YOUR OBJECTIVE: Go through the entries and transcribe each one exactly, dropping the pictures.

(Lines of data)
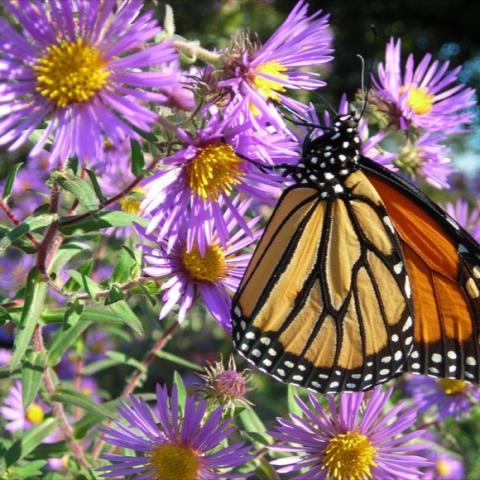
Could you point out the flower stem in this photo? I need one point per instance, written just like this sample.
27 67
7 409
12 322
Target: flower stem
57 407
111 200
137 374
196 51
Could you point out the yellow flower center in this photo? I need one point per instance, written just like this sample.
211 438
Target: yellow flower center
207 268
349 456
450 386
70 72
215 169
443 468
268 86
174 462
35 414
420 100
131 203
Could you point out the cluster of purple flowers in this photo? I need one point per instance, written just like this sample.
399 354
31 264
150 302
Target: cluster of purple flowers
426 105
84 78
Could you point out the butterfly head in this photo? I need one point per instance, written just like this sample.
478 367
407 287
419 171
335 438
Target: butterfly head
331 157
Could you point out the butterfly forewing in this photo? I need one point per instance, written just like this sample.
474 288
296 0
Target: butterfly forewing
325 302
444 268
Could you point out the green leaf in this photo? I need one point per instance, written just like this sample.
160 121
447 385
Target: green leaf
28 225
150 137
125 359
81 189
22 243
126 315
96 186
178 360
29 470
181 389
68 396
115 295
100 365
30 440
124 268
75 323
71 284
101 220
32 372
65 253
138 161
91 287
10 180
35 294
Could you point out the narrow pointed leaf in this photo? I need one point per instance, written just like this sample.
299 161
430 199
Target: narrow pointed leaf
32 372
10 180
28 225
35 294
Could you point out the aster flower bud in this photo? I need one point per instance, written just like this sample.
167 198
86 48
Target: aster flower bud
226 385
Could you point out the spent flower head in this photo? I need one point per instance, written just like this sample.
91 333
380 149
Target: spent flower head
83 68
355 441
172 446
260 75
226 385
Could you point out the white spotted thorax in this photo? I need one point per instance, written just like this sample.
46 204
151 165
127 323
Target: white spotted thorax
329 159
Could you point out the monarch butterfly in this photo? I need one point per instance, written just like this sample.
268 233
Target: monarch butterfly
358 278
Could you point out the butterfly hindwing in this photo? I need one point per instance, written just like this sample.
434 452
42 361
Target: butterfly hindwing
325 302
444 268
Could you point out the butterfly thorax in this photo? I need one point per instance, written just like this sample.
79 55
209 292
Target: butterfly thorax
327 160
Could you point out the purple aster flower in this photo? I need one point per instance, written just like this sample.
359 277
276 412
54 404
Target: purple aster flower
259 75
16 418
212 165
427 96
468 220
444 466
171 446
202 266
58 464
446 397
5 356
426 159
80 66
355 442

THE ANSWER:
Could you point out the flower stem in this photo? I need one point per instance, written just like this sample.
27 67
7 409
12 322
Target: flower stem
57 407
111 200
137 374
196 51
Could you point out the yellow flower center in this photo? I need one point per instance, written just like this sample.
211 438
Target: yellow flower center
207 268
349 456
450 386
70 72
215 169
443 468
268 86
174 462
35 414
420 100
131 203
Could you point out the cluster of purple flowers in this photo? I need one point per instance, written just like this sample.
399 354
31 264
150 302
Target: cluster of purple flowers
426 105
84 78
Could you point out the butterfly head in this photo? I need one point per instance, written just like this sample.
478 367
407 287
419 171
335 438
Target: butterfly head
331 157
Could you point out the butterfly forewing in this photo? I need one point per instance, written just like this sample.
474 288
296 0
Target: butterfly forewing
325 302
444 268
Could you point out the green leaf in this photo? I need one point per instance, written just like this sample.
160 121
447 385
Target: green leaf
28 225
150 137
125 359
81 189
22 243
126 315
96 186
178 360
29 470
181 389
68 396
115 295
100 365
30 440
124 268
75 323
71 284
101 220
32 372
65 253
138 161
91 287
10 180
35 294
Could you point out the narrow pointed leaf in this photo? I need one point per instance, written just like this sample.
299 161
430 199
Target: narrow pointed leaf
32 372
10 180
28 225
35 294
Could you point out the aster flower bud in this photo? I need one point per instance, written just like this sample.
167 198
86 48
Target: aster flower bud
226 385
Could you point out the spent flower head in this photo? I need one point per instance, written just like this sample.
91 333
380 149
Target: spent flower head
83 68
355 441
172 446
260 75
226 385
Could you point out the white spotted thorax in this photo? I need one point per instance, written just like this sample.
46 204
151 165
127 323
Target: white spotted thorax
329 159
Could you point out the monarch butterfly in this photo? I need one point per instance, written just like this sample.
268 233
Target: monarch butterfly
358 278
Could you point out the butterfly hindwing in this photo? I need one point per instance, written just like this sample.
434 452
42 361
Target: butterfly hindwing
325 302
444 268
Could you point out the butterfly thorax in this photo? I need one point per instance, written just like this sample.
79 55
209 292
Target: butterfly thorax
327 160
Could you point out the purple aster flower in this photo? I need one point per instance, written just like this sample.
359 277
276 412
54 404
Target: purple aster flower
259 75
16 418
212 165
427 96
468 220
444 466
171 446
202 266
58 464
446 397
5 356
426 159
80 66
355 442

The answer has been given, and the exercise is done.